Text shown
——————
Endometriosis can be found on the fallopian tubes, ovaries, vagina, cervix, vulva, bowel, bladder, rectum and other parts of the body.
There is no cure for endometriosis and treatments are focused on symptom management.
Hormonal birth control is a common first step in treatment. Surgery can also be used to remove endometriosis.
In the United States, both ablation and excision surgery are used.
Research suggests that excision surgery is more effective at reducing symptoms of pain and among many experts it is considered the gold standard of surgical care.
Yet many women are still receiving ablation surgery.
“The ablation question is really a holdover. I don’t think anyone who’s really up to date on appropriate surgical management is still making a serious case that ablation is the right thing to do,” Dr. Daniel Ginn, an expert in minimally invasive gynecologic surgery at the University of California Los Angeles, told Healthline. “The nuance here… is for truly superficial disease, ablation might be effective. But always the problem with endometriosis that we talk about is that a lesion can be kind of like an iceberg. What you see on the surface that appears to be superficial may in fact, not be. So if all you do is burn the top of that iceberg, you still have all of this mass that’s underneath and untreated,”
Lack of clarity and training in appropriate surgical techniques, Findley argues, is problematic.
“The extent of disease and quality of surgery that patients receive varies wildly,” he said. “The way that I explain this to my patients is that I try to treat the disease like a cancer – remove all visible disease while respecting reproductive goals. To truly be good at this it requires skill in accessing the retroperitoneal space, the area where blood vessels, nerves, ureters exist as well as being able to operate on the bladder and bowel. Most OB/GYNs are not capable of this and they feel more comfortable only superficially burning (ablating) the disease.”
“Women are not given a choice. They are taken to the [operating room] by people unqualified to remove their disease, being told it can’t be removed, and not being referred to specialists who can treat them,” Findley said. “Many times they are taken back to the operating room repeatedly by the same person performing poor quality surgery… Most physicians do not discuss excision vs. ablation and honestly I don’t know if most even realize there is a difference. It is one of my biggest frustrations with my own specialty. Patients are being told it is unsafe to have surgery to remove their endometriosis and what they don’t realize is that it is not unsafe (it is complicated and challenging), but that their physician is incapable of doing that surgery and they are not fairly being sent to people who can help.”
——————
Given information

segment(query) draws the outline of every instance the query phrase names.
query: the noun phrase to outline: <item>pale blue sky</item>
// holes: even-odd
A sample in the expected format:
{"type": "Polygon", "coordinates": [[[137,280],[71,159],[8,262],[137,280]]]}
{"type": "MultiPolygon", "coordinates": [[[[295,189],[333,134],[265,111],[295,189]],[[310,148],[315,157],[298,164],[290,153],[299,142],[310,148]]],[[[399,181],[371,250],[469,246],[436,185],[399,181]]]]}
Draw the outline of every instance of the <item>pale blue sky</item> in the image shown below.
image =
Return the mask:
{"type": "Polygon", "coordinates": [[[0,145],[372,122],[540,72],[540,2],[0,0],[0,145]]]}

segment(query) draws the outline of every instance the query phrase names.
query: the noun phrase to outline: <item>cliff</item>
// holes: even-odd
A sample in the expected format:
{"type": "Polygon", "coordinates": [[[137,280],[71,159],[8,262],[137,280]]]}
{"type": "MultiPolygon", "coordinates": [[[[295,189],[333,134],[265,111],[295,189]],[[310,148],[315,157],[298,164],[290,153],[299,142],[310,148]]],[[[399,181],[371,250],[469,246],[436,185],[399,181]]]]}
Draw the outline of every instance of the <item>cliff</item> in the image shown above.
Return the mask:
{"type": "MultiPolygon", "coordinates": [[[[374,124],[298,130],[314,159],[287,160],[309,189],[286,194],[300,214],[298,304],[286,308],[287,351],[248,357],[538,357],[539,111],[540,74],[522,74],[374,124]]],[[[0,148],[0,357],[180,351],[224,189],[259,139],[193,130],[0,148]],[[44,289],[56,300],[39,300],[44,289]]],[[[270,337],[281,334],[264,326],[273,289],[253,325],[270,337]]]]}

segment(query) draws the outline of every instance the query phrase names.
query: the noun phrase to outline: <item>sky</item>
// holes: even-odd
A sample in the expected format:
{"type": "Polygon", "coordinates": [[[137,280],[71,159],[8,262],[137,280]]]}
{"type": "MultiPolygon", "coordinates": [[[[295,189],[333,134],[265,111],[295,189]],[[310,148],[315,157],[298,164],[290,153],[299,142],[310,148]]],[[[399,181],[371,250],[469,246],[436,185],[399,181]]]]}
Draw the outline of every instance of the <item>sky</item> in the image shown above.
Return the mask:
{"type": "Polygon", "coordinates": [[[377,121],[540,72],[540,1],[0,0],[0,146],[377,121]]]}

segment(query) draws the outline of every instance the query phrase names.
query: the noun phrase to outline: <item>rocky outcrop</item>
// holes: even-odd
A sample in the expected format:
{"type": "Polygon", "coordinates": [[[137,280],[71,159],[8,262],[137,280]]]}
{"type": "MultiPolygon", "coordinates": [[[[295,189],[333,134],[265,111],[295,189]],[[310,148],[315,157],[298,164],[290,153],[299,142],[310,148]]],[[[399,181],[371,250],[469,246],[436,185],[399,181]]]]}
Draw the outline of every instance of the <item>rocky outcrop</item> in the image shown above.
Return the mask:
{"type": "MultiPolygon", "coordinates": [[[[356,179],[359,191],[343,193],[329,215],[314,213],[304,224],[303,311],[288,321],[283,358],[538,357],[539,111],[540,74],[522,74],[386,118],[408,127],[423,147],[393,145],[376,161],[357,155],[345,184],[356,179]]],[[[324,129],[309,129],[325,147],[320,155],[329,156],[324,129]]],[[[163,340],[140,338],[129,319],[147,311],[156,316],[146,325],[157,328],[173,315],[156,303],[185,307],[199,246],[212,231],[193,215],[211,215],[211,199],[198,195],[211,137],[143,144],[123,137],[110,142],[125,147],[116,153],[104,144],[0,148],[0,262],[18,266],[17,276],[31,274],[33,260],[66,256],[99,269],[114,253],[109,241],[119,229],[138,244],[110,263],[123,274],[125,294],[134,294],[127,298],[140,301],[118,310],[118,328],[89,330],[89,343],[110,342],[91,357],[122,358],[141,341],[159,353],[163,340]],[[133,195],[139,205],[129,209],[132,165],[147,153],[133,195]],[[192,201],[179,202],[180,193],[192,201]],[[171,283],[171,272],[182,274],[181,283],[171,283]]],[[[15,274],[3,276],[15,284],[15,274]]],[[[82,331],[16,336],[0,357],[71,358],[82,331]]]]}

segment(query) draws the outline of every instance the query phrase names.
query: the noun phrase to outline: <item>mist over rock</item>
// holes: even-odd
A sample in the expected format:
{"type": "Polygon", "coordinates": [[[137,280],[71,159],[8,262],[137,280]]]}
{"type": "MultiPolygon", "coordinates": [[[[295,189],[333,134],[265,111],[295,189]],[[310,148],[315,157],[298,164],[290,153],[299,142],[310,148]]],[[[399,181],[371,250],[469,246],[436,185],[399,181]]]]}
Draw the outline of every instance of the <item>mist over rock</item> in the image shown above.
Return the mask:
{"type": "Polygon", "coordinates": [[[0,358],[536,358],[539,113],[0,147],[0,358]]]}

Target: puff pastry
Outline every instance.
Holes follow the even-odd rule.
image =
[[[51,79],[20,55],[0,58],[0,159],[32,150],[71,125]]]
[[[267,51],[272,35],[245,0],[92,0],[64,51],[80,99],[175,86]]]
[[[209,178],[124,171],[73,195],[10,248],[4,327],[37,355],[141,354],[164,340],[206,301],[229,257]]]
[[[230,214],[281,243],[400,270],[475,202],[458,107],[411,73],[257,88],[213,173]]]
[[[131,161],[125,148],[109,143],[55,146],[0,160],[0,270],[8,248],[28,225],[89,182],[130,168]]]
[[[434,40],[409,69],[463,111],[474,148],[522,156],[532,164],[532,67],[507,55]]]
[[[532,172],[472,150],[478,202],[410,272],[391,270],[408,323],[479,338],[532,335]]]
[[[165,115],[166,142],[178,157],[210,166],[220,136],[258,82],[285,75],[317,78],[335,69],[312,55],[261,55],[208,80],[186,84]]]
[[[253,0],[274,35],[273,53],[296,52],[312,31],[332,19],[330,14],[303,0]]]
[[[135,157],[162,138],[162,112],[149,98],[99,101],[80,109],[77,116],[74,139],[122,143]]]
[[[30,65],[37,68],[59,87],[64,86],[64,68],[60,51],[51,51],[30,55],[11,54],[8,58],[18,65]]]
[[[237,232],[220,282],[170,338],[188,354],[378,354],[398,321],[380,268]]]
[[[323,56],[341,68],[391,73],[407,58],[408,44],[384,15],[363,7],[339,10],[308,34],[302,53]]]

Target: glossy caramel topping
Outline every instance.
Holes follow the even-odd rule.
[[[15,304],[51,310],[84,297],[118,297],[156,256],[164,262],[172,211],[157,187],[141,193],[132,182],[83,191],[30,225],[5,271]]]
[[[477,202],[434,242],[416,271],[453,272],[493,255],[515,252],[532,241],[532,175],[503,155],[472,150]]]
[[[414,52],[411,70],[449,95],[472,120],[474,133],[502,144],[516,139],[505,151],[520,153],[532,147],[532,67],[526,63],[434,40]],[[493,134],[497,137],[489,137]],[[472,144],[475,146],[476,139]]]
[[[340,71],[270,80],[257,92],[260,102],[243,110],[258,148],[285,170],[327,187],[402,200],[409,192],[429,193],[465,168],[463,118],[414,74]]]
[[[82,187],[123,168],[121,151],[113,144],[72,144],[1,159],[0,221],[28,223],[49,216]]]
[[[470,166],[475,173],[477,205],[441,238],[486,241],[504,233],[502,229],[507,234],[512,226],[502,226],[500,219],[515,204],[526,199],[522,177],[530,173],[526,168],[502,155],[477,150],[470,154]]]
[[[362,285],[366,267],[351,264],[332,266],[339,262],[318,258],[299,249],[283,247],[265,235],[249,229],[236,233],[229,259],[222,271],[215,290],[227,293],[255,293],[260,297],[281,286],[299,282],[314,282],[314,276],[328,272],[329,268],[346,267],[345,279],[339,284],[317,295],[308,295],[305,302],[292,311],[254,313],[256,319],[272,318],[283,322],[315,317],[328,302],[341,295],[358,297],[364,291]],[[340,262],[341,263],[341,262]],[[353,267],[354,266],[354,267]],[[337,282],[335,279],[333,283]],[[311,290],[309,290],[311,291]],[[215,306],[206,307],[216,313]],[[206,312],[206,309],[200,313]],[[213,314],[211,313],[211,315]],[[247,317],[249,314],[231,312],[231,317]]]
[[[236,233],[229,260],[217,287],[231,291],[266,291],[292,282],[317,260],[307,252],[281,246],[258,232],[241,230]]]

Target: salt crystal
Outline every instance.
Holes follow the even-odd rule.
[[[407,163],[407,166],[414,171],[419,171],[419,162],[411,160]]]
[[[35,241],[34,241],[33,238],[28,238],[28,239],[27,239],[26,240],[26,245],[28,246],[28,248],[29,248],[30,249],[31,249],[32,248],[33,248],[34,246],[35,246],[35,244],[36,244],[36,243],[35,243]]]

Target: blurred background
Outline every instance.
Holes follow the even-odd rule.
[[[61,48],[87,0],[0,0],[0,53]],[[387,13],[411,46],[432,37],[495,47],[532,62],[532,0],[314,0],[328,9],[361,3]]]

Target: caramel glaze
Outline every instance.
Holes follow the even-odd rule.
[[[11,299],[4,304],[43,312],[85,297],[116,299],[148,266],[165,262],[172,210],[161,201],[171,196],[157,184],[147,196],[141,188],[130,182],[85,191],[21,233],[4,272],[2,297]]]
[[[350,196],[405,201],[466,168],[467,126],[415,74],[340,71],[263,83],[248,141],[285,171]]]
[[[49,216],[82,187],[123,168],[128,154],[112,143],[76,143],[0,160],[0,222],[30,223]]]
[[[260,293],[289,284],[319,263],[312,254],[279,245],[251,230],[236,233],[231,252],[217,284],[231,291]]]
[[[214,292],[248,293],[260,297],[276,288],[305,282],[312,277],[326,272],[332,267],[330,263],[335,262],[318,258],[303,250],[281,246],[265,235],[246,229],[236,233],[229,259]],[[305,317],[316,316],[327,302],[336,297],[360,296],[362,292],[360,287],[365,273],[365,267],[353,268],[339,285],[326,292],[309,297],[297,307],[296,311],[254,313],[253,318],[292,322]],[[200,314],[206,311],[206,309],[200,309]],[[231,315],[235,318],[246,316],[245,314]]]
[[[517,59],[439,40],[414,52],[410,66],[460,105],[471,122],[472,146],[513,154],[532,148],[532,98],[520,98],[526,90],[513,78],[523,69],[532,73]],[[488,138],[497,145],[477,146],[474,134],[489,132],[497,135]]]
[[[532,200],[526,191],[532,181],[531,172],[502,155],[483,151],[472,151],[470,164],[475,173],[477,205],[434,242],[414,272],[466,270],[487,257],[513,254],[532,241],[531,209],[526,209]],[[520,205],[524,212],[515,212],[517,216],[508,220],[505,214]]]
——————
Answer these questions from the text on endometriosis surgery, marking each answer as the question is marked:
(a) What does the text name as a common first step in treatment?
(b) At which university does Dr. Daniel Ginn work?
(c) Findley says he tries to treat the disease like what?

Response
(a) Hormonal birth control.
(b) The University of California Los Angeles.
(c) A cancer.